-- RECORDS FOR PROCESSING --
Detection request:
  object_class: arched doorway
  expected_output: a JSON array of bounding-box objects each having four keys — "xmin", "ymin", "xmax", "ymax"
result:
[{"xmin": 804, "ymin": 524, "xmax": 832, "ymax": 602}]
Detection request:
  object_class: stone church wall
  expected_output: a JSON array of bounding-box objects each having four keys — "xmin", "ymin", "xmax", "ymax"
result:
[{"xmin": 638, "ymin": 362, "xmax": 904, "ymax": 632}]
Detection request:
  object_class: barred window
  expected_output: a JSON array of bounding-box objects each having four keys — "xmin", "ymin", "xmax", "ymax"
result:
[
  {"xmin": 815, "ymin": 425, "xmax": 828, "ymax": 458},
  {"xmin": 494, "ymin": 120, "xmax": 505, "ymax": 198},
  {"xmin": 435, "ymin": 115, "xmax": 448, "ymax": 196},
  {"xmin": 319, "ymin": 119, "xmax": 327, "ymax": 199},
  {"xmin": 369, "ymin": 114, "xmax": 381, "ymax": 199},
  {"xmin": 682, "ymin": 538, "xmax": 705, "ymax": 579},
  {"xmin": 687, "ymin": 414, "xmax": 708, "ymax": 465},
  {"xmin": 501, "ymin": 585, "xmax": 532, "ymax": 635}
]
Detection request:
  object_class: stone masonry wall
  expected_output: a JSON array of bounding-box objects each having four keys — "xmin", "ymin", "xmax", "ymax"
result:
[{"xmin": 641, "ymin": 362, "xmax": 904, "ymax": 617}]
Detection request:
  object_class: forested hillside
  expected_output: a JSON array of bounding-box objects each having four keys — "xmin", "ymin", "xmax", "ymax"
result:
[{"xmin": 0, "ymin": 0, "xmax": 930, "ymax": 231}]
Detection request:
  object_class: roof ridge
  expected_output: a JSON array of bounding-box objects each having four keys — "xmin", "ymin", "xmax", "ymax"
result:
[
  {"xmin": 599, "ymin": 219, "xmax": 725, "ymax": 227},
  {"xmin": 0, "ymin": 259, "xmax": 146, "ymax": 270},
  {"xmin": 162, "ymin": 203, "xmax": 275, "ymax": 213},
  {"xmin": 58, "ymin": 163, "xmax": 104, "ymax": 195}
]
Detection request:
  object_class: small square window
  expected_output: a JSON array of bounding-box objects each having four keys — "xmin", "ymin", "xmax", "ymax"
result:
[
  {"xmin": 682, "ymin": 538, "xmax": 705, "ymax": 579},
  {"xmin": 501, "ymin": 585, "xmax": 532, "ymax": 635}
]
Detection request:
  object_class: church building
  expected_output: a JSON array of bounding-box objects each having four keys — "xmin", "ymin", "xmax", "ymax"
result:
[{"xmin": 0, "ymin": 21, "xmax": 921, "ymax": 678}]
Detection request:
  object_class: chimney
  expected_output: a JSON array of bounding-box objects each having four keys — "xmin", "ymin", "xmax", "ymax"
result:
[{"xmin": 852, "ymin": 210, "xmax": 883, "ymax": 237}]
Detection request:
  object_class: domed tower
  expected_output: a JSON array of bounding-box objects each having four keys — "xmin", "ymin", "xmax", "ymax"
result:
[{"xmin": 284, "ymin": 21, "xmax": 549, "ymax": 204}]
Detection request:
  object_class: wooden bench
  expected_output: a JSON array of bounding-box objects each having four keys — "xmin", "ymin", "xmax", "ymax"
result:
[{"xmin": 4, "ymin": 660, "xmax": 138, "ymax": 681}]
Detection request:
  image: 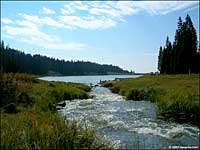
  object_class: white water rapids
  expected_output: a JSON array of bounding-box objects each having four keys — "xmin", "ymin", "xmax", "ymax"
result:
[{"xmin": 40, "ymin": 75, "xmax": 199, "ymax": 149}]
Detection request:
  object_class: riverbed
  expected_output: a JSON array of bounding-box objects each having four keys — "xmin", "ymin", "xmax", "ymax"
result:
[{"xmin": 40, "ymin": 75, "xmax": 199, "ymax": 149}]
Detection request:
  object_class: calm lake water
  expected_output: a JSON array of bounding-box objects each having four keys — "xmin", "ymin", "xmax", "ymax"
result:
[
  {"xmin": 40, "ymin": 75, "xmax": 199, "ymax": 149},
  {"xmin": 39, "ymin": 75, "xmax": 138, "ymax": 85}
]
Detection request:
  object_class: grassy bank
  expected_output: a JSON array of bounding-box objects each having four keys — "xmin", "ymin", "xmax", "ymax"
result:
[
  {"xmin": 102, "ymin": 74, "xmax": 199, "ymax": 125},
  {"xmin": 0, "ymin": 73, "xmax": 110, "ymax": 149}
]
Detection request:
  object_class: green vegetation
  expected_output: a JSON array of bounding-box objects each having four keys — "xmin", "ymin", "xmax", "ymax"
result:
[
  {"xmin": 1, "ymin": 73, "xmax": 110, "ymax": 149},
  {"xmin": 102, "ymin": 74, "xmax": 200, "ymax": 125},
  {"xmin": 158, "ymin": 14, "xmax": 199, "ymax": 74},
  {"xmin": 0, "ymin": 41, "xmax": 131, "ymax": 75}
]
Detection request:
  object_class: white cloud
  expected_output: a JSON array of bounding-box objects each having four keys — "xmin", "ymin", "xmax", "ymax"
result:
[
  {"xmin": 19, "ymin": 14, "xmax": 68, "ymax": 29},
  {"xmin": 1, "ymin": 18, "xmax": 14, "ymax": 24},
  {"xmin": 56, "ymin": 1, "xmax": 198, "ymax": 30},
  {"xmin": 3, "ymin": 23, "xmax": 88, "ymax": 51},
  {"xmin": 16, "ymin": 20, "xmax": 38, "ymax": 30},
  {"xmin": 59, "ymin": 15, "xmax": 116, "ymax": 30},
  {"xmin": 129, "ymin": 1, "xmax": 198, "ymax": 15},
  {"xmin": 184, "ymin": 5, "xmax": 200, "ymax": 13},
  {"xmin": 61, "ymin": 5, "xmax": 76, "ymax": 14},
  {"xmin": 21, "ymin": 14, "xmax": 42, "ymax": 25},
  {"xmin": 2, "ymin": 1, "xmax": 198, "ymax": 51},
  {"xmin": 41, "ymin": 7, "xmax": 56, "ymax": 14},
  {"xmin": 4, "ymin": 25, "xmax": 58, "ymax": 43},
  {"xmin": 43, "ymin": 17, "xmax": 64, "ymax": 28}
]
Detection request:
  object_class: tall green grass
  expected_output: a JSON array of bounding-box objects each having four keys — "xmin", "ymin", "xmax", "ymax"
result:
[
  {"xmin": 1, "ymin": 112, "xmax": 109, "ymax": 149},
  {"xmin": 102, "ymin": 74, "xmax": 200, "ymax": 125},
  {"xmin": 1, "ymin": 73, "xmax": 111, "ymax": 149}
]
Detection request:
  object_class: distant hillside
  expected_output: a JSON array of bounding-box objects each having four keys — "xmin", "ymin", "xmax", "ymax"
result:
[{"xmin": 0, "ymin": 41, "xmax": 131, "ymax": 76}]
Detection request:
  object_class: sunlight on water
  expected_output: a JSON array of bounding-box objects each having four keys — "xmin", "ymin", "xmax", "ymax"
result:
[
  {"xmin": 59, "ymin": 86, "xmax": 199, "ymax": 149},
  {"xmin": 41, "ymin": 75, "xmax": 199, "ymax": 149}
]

-- ACTIVITY --
Starting with the line that contains "object_class: sunlight on water", return each line through the last one of the data above, exactly as written and nothing more.

-- ANSWER TO THE EXERCISE --
  object_class: sunlight on water
  expected_output: a JSON array of bounding-box objects each having four keys — "xmin", "ymin", "xmax", "ymax"
result:
[
  {"xmin": 59, "ymin": 86, "xmax": 199, "ymax": 149},
  {"xmin": 41, "ymin": 75, "xmax": 199, "ymax": 149}
]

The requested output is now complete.